▶ _Passage to read_:
Long-term monitoring reveals the long lifespans of Neotropical forest landbirds

Abstract

Longevity, or maximum lifespan, is a trait that has fascinated ecologists, evolutionary biologists, and geneticists for centuries and has featured prominently in the development of life history, aging, and senescence theories (Lankester, 1870; Nussey et al., 2013; Stearns, 1992). Longevity has been associated with a variety of other life history and morphological traits such as brain and body size (Lindstedt & Calder, 1981; Stearns, 1992), energy metabolism (Furness & Speakman, 2008; White & Seymour, 2004), hibernation strategy (Turbill et al., 2011; Wilkinson & South, 2002), and antioxidant capacity (Vágási et al., 2019). Meaningful longevity data, however, necessitate studies of marked individuals over extended periods, a requirement that can be challenging for long-lived vertebrate species. Long-term mark-recapture efforts provide some of the best opportunities for obtaining longevity estimates from free-living populations of animals. For example, among birds, continent-wide banding programs in North America (i.e., U.S.G.S. Bird Banding Laboratory [BBL]: https://www.pwrc.usgs.gov/bbl/longevity/longevity_main.cfm) and Europe (i.e., EURING: https://euring.org/data-and-codes/longevity-list) comprise decades of individual-based monitoring that have yielded longevity estimates for many temperate-zone species. By contrast, longevity data from tropical birds are few and restricted in temporal scope due to the logistical and financial challenges of maintaining long-term monitoring programs in the tropics (Collen et al., 2008; Proença et al., 2017). As of 2023, fewer than 250 longevity records of Neotropical landbirds are available in the published literature (reviewed in Scholer et al., 2018), and only two studies spanned ≥20 years (Arendt, 2006; Woodworth et al., 1999).

▶ _Exercise instructions_: Continue the passage on the lifespans of Neotropical forest landbirds from its last sentence.

▶ _Records supplied_:
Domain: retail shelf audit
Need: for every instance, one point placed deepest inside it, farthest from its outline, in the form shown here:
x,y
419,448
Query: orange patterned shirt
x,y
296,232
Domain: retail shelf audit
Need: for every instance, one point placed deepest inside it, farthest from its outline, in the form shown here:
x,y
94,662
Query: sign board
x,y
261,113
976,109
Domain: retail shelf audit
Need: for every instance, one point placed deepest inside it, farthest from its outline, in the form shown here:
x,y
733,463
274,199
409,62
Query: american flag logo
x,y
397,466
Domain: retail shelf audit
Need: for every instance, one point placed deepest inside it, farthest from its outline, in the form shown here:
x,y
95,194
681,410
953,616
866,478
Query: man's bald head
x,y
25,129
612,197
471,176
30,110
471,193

==

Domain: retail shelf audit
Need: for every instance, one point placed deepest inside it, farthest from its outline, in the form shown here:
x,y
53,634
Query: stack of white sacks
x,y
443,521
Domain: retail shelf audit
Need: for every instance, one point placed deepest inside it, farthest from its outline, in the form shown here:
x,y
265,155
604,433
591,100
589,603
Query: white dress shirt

▶ _Exercise result_:
How long do Neotropical forest landbirds actually live? To address this question, we used a 45-year (1977–2022) mark-recapture dataset from central Panama—one of the longest of its kind in the Neotropics—to derive longevity records for 47 species. We sampled birds on the 100-ha Limbo Plot on Pipeline Road in the 22,000-ha Soberanía National Park (9.15° N, 79.73° W). The Limbo Plot is classified as tropical lowland moist forest and has been the focus of numerous previous studies of tropical bird ecology (e.g., Brawn et al., 2017; Karr, 1976; Karr & Freemark, 1983; Pollock et al., 2020, 2022; Tarwater et al., 2011; see Robinson et al., 2000 for a more detailed discussion of the Limbo Plot). Netting and banding protocols are described in detail in Pollock et al. (2022). Briefly, we mist-netted and banded birds twice per year (dry and wet season) at two 2-ha sites embedded in the larger 100-ha Limbo Plot. At each netting site, nets were set at ground level and kept open for approximately 600 total net-hours each sampling period. To estimate longevity, we compiled capture histories of more than 15,000 individuals of 150 species, indexed by unique band numbers. We excluded species with ≤20 total captures over the 45-year study period, as they were unlikely to use the understory stratum sampled by mist-nets or too locally rare to yield accurate longevity estimates. We then derived longevity records for 198 individuals of 47 tropical bird species in 17 families (henRyPollock, 2024 at https://doi.org/10.5281/zenodo.11106481). We report the minimum longevity (i.e., the elapsed time between initial banding and last recapture, sensu Scholer et al., 2018) of the longest-lived individual for each of the 47 species (Appendix S1: Table S1).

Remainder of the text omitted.